▸ Document extract
══════════
Since I have been blogging on the Book of Genesis a lot lately I thought I should mention a book that I had the opportunity to index prior to publication: The Book of Genesis: Composition, Reception, and Interpretation edited by Craig A. Evans, Joel N. Lohr, and David L. Petersen. It is part of Brill’s Supplements to Vetus Testamentum series . This is the official description from Brill:
Written by leading experts in the field, The Book of Genesis: Composition, Reception, and Interpretation offers a wide-ranging treatment of the main aspects of Genesis study. Its twenty-nine essays fall under four main sections. The first section contains studies of a more general nature, including the history of Genesis in critical study, Genesis in literary and historical study, as well as the function of Genesis in the Pentateuch. The second section contains commentary on or interpretation of specific passages (or sections) of Genesis, as well as essays on its formation, genres, and themes. The third section contains essays on the textual history and reception of Genesis in Judaism, Christianity, and Islam. The final section explores the theologies of the book of Genesis, including essays on Genesis and ecology and Genesis in the context of Jewish thought.
══════════
▸ Supplied material

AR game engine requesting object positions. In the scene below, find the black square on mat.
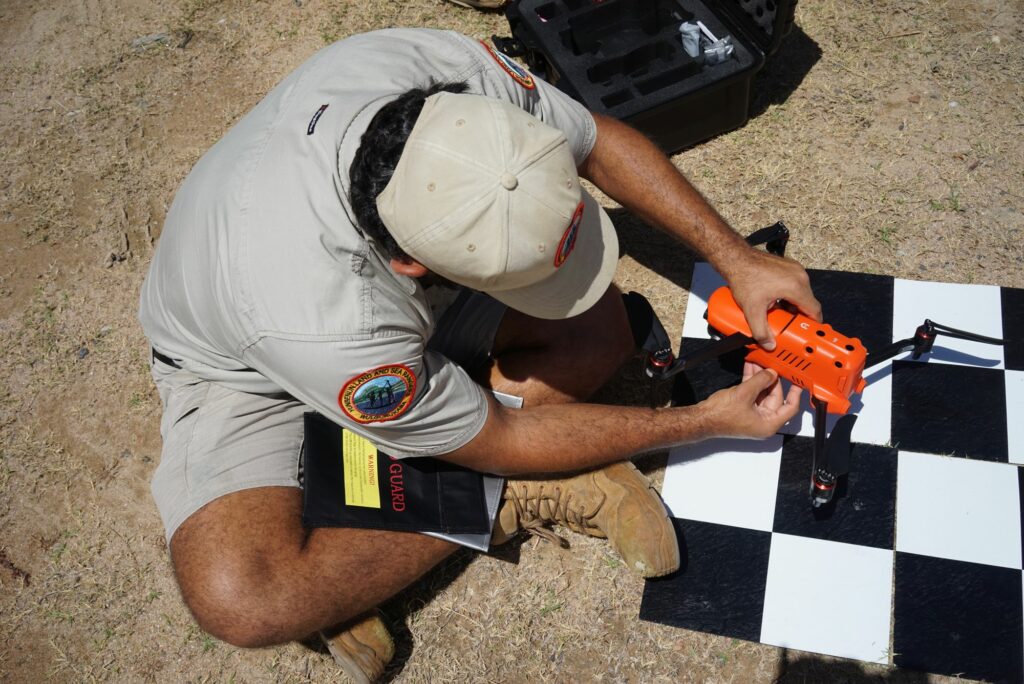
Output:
══════════
▸ What this task involves
Please print the entire blog post about the Genesis essay collection word for word. These lines were drawn from a separate source.

▸ Reply to the exercise
Since I have been blogging on the Book of Genesis a lot lately I thought I should mention a book that I had the opportunity to index prior to publication: The Book of Genesis: Composition, Reception, and Interpretation edited by Craig A. Evans, Joel N. Lohr, and David L. Petersen. It is part of Brill’s Supplements to Vetus Testamentum series . This is the official description from Brill:
Written by leading experts in the field, The Book of Genesis: Composition, Reception, and Interpretation offers a wide-ranging treatment of the main aspects of Genesis study. Its twenty-nine essays fall under four main sections. The first section contains studies of a more general nature, including the history of Genesis in critical study, Genesis in literary and historical study, as well as the function of Genesis in the Pentateuch. The second section contains commentary on or interpretation of specific passages (or sections) of Genesis, as well as essays on its formation, genres, and themes. The third section contains essays on the textual history and reception of Genesis in Judaism, Christianity, and Islam. The final section explores the theologies of the book of Genesis, including essays on Genesis and ecology and Genesis in the context of Jewish thought.